-- DIRECTIONS FOR THIS TASK --
Exactly reproduce each record listed below.

-- PROVIDED MATERIAL --
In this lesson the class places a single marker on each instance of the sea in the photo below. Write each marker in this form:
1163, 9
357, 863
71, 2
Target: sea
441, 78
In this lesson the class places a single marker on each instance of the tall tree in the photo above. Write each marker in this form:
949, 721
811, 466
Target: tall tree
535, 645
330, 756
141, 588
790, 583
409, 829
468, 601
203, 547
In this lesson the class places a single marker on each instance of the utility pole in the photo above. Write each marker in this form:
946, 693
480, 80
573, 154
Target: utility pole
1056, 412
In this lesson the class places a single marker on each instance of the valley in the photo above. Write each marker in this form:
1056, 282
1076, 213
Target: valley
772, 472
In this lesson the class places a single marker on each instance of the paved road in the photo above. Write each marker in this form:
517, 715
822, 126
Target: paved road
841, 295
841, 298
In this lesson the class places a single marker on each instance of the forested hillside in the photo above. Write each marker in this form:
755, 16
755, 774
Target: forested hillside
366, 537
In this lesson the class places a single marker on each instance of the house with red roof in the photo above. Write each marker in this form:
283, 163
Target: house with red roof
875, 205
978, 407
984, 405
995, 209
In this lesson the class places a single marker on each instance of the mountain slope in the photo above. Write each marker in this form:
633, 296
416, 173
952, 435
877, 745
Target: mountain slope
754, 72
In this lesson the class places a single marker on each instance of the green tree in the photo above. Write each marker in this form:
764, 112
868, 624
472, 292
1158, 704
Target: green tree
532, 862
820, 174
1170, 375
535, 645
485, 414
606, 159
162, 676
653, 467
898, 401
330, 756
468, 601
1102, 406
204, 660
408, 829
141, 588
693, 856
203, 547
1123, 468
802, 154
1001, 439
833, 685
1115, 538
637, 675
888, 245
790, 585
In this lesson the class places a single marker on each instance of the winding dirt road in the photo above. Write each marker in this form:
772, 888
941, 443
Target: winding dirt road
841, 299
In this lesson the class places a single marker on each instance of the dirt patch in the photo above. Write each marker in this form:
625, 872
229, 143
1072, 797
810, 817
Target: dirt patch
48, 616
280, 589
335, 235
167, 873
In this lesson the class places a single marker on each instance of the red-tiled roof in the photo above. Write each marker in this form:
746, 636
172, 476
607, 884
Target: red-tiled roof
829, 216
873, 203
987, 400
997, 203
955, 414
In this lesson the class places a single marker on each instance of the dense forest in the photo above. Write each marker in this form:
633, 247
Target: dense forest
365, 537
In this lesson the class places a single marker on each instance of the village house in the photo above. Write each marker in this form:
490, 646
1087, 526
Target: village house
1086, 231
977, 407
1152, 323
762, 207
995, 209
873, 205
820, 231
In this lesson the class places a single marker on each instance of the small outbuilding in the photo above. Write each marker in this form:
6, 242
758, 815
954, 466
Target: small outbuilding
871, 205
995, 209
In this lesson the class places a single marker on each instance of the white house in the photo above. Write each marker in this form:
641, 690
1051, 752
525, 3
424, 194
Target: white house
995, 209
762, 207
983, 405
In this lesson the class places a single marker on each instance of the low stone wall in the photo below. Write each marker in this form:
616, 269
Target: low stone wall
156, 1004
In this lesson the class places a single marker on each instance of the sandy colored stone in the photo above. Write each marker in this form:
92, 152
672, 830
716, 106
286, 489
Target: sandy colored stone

-- FINISHED EXERCISE --
In this lesson the class places a single marker on each instance of the sea in the photo below. Write each marker in this form:
1163, 9
357, 863
71, 2
Target: sea
441, 78
In this lesson the class places a single marker on each instance of the tall tree in the photo above. Write each marker in this form:
949, 721
811, 466
Target: tall tree
535, 645
330, 756
141, 588
790, 583
409, 829
468, 601
203, 547
In this lesson the class places a single marker on each instance of the utility pole in the photo above. Write each marker in this form:
946, 693
480, 80
573, 154
Target: utility pole
1056, 412
In this lesson the class places a single marker on each instance of the valley in the photo above. Write each marker in this form:
1056, 282
1076, 213
Target: valley
772, 472
In this lesson the class places a single marker on each instance of the paved road in the photo above. Write each marker in this form:
517, 715
822, 126
Target: paved road
841, 295
841, 298
In this lesson the class places a single marker on each instance of the forested hillside in the photo above. Write each marker in this form:
755, 16
755, 774
Target: forested hillside
366, 537
In this lesson the class places a single marker on each instance of the house with red roof in the photo above. Write each marker in this form:
283, 163
Target: house with red roof
875, 205
978, 407
984, 405
995, 209
In this lesson the class places a single marker on each instance of the mountain slope in the photo above. Write each marker in this form:
633, 296
416, 173
952, 435
877, 745
Target: mountain slope
754, 72
In this lesson the class places a single marker on each instance of the green tree in the photo above. Write each marker in this form:
764, 112
868, 624
472, 292
1158, 704
Target: green tree
532, 862
820, 174
1170, 375
535, 645
485, 414
606, 159
162, 676
653, 467
898, 401
330, 756
468, 601
1102, 406
204, 660
408, 829
141, 588
693, 856
203, 547
1123, 468
802, 154
1001, 439
833, 685
1115, 538
637, 675
888, 245
790, 585
In this lesson the class places a single marker on each instance of the winding dirt road in the photo above. Write each marker in this form:
772, 888
941, 443
Target: winding dirt road
841, 299
In this lesson the class places a single marker on each instance of the dirt patch in the photo above. Write each marker in this form:
625, 872
229, 143
1072, 797
810, 817
Target: dirt patch
48, 616
280, 589
335, 235
167, 873
In this lesson the class places a single marker on each instance of the red-tiled roof in the photo above. Write each marker in this form:
746, 636
172, 476
607, 884
Target: red-tiled roof
829, 216
873, 203
987, 400
997, 203
955, 414
In this lesson the class places a single marker on each instance of the dense forest in the photo above. Write each marker in this form:
633, 247
Target: dense forest
365, 537
In this lesson the class places a single marker on each instance of the village house in the photo above. Write each marker in this form:
490, 646
1087, 526
Target: village house
1086, 231
977, 407
1152, 323
762, 207
995, 209
873, 205
820, 231
In this lesson the class places a single marker on each instance of the small outbuilding in the photo above. Write each marker in this form:
6, 242
758, 815
954, 466
Target: small outbuilding
871, 205
995, 209
In this lesson the class places a single marker on each instance of the white house in the photo above. Write each marker in this form:
641, 690
1051, 752
525, 3
424, 194
Target: white house
995, 209
762, 207
983, 405
In this lesson the class places a single marker on each instance of the low stone wall in the photo below. Write each marker in this form:
616, 269
Target: low stone wall
156, 1004
In this lesson the class places a single marker on each instance of the sandy colored stone in the photo above. Write each marker in this form:
92, 152
672, 830
716, 106
286, 489
Target: sandy colored stone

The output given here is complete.